-- start MATERIAL FOR THIS EXERCISE --

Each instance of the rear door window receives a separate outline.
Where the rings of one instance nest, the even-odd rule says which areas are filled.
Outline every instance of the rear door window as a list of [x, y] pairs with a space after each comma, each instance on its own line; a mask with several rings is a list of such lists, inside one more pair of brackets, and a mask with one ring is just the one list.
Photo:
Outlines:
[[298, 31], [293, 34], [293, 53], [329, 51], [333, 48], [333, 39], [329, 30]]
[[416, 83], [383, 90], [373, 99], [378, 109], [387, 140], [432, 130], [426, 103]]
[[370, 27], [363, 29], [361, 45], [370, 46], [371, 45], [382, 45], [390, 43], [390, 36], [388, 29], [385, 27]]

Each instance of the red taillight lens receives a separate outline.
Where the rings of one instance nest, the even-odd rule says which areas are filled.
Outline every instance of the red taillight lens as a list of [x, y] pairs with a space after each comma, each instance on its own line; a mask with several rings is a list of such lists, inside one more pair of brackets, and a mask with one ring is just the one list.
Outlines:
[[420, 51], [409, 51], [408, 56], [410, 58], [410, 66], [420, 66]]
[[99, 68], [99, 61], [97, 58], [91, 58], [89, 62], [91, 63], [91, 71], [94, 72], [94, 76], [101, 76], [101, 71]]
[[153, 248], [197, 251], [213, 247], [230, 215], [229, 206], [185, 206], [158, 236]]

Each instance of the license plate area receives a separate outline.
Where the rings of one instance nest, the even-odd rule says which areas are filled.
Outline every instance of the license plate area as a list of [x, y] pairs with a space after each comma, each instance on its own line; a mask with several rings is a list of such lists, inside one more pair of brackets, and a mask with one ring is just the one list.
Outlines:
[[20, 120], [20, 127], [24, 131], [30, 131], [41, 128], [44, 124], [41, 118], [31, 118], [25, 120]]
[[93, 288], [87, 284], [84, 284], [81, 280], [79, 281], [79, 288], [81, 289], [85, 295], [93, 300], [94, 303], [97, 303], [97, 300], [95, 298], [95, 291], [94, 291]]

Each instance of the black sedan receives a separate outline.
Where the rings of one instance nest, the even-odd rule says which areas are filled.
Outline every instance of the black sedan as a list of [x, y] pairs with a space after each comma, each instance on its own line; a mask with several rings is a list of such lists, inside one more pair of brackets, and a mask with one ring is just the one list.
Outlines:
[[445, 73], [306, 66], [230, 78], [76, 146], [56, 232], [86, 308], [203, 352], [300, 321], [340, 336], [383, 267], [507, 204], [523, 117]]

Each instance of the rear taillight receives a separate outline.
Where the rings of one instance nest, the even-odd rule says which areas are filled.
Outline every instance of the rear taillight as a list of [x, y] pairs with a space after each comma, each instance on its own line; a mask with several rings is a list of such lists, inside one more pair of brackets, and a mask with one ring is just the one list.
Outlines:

-- end MATERIAL FOR THIS EXERCISE --

**OBJECTIVE**
Pull every line out of the saved data entries above and reproduce each one unchanged.

**RESPONSE FOR THIS EXERCISE**
Each instance of the rear door window receives a separate outline.
Where the rings of one instance nest, the even-odd rule says which areas are filled.
Outline every instance of the rear door window as a list of [x, y] pairs with a space after each comma, each instance on its own line; a mask with several rings is a list of such lists, inside one more pair of brackets, and a mask with one ring is just the one list.
Photo:
Outlines:
[[298, 31], [293, 34], [293, 53], [329, 51], [333, 48], [333, 39], [329, 30]]
[[416, 83], [383, 90], [373, 99], [378, 109], [387, 140], [432, 130], [426, 103]]
[[370, 27], [363, 29], [361, 45], [370, 46], [371, 45], [382, 45], [390, 43], [390, 36], [388, 29], [385, 27]]

Each instance of the red taillight lens receives a separate outline.
Where the rings of one instance nest, the even-odd rule says which areas are filled.
Outline every instance of the red taillight lens as a list of [x, y] pairs with a space after each comma, each instance on its own line; a mask with several rings is a list of such lists, inside one more pair of brackets, and a mask with one ring is just the one list.
Outlines:
[[420, 51], [409, 51], [408, 56], [410, 58], [410, 66], [420, 66]]
[[99, 68], [99, 61], [97, 58], [91, 58], [89, 62], [91, 63], [91, 71], [94, 72], [94, 76], [101, 76], [101, 71]]
[[153, 248], [197, 251], [213, 247], [230, 215], [229, 206], [185, 206], [158, 236]]

Each instance of the license plate area receives a separate outline.
Where the rings of one instance nest, the even-odd rule says which areas are filled.
Outline every instance of the license plate area as a list of [x, y] pairs with a space after each comma, each instance on its own line; a mask with several rings is a list of such lists, inside one more pair of brackets, and a mask with one ring is just the one list.
Outlines:
[[20, 120], [20, 127], [24, 131], [30, 131], [41, 128], [44, 124], [41, 118], [31, 118], [25, 120]]
[[93, 288], [87, 284], [84, 284], [81, 280], [79, 281], [79, 288], [81, 289], [85, 295], [93, 300], [94, 303], [97, 303], [97, 300], [95, 298], [95, 291], [94, 291]]

Each instance of the black sedan receives a separate outline.
Where the rings of one instance nest, the even-odd rule says which areas are filled.
Outline every instance of the black sedan as a list of [x, y] pairs with a space after each comma, each instance on its own line; a mask with several rings is a list of such lists, inside one more pair of brackets, and a mask with one ring is just the one list.
Outlines:
[[445, 73], [306, 66], [230, 78], [76, 146], [56, 232], [86, 308], [203, 352], [300, 321], [340, 336], [383, 267], [507, 204], [523, 117]]

Each instance of the rear taillight receives a separate outline.
Where the rings of one instance nest, the even-odd rule says which areas are filled.
Outline every instance of the rear taillight as a list of [x, y] pairs with a space after each comma, each instance on its own line; a mask with several rings is a list of such lists, inside one more pair of brackets, and a mask with one ring is just the one list.
Outlines:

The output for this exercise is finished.